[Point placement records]
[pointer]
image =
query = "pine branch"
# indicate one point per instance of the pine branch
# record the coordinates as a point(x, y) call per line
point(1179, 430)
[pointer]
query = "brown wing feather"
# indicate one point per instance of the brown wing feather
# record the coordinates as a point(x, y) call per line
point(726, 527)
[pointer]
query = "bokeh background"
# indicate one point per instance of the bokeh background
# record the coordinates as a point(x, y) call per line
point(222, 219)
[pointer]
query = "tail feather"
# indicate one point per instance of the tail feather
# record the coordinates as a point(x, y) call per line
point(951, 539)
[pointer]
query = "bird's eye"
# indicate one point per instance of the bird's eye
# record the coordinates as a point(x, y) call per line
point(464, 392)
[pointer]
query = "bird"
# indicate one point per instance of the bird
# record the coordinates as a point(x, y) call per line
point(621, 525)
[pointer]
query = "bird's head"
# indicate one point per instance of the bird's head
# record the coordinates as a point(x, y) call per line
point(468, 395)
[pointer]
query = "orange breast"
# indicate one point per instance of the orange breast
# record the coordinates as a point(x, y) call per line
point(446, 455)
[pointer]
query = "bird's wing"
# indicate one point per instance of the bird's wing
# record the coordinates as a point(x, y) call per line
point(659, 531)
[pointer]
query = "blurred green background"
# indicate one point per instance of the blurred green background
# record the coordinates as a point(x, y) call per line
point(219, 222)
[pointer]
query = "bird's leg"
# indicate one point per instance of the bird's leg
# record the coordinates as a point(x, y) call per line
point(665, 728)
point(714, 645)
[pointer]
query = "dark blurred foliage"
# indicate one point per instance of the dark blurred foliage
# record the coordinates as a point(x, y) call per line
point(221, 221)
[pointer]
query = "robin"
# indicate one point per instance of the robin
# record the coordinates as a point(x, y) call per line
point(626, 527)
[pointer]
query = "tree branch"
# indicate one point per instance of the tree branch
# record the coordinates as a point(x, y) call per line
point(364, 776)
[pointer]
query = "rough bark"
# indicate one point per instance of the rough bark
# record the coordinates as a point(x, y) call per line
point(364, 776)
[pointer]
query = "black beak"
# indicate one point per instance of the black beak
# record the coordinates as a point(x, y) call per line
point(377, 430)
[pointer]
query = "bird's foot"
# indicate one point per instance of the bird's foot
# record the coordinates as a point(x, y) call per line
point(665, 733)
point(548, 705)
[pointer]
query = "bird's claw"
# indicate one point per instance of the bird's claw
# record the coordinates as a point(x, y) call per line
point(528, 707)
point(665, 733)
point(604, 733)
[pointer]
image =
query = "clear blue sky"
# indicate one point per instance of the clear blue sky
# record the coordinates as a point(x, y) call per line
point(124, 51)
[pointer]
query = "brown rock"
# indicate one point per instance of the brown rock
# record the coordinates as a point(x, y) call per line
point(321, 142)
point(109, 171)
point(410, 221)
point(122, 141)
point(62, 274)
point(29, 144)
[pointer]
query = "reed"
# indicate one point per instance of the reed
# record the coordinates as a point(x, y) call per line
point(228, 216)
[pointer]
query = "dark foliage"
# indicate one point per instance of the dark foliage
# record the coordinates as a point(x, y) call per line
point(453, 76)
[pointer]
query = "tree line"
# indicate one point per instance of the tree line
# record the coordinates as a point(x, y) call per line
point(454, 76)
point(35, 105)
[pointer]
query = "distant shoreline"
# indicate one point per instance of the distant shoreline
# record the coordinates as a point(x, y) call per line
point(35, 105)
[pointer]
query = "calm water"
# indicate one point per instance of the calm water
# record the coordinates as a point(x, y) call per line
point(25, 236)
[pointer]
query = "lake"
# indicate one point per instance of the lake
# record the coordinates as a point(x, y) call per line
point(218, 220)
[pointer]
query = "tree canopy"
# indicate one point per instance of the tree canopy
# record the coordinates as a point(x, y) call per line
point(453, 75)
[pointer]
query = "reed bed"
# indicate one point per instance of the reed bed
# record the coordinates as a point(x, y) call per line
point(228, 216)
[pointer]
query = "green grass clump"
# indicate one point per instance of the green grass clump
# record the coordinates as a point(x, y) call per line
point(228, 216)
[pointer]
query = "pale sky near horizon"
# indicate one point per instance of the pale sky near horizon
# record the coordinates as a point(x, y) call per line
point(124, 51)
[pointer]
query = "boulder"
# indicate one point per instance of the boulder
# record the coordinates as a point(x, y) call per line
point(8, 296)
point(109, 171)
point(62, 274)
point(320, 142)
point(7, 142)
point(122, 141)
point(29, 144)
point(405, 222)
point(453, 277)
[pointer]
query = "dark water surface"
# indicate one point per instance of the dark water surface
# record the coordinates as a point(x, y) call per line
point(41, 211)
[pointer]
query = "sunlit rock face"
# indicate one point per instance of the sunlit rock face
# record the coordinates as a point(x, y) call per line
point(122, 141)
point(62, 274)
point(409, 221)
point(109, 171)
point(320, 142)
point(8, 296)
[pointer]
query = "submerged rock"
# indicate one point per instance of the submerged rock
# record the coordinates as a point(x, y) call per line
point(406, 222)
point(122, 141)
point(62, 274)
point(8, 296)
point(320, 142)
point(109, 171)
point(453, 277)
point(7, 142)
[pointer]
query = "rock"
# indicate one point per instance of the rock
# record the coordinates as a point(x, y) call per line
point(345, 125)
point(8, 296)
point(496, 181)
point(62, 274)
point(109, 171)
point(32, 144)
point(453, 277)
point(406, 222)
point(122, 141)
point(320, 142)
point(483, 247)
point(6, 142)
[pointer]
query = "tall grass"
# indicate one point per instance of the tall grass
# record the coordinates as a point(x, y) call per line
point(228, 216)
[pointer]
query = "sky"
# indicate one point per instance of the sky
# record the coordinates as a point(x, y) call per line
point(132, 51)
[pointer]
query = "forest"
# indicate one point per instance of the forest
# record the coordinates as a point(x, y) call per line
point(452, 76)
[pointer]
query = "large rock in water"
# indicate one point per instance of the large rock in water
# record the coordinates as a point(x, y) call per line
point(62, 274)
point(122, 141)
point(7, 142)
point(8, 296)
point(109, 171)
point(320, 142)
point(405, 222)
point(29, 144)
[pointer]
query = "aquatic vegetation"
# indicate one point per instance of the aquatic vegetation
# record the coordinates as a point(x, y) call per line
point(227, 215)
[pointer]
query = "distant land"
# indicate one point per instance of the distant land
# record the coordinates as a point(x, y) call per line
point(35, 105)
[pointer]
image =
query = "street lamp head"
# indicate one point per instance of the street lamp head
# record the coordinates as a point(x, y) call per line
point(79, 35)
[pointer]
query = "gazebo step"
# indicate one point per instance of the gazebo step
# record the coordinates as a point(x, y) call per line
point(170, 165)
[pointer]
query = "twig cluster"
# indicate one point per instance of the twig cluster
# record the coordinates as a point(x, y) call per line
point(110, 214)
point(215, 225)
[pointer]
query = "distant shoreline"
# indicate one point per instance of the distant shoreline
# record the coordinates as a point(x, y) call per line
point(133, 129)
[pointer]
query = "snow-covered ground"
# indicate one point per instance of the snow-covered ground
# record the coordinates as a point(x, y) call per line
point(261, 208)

## [Prompt]
From the beginning of the data through the line containing "point(726, 527)", swap "indicate" for "mark" and write those lines out again with nothing else changed.

## [Expected output]
[pointer]
image =
query = "pine branch"
# mark one point per instance of the pine branch
# record the coordinates as a point(x, y) call per line
point(1179, 430)
[pointer]
query = "brown wing feather"
# mark one point per instance of the brown wing feather
# record the coordinates as a point(x, y) call per line
point(726, 527)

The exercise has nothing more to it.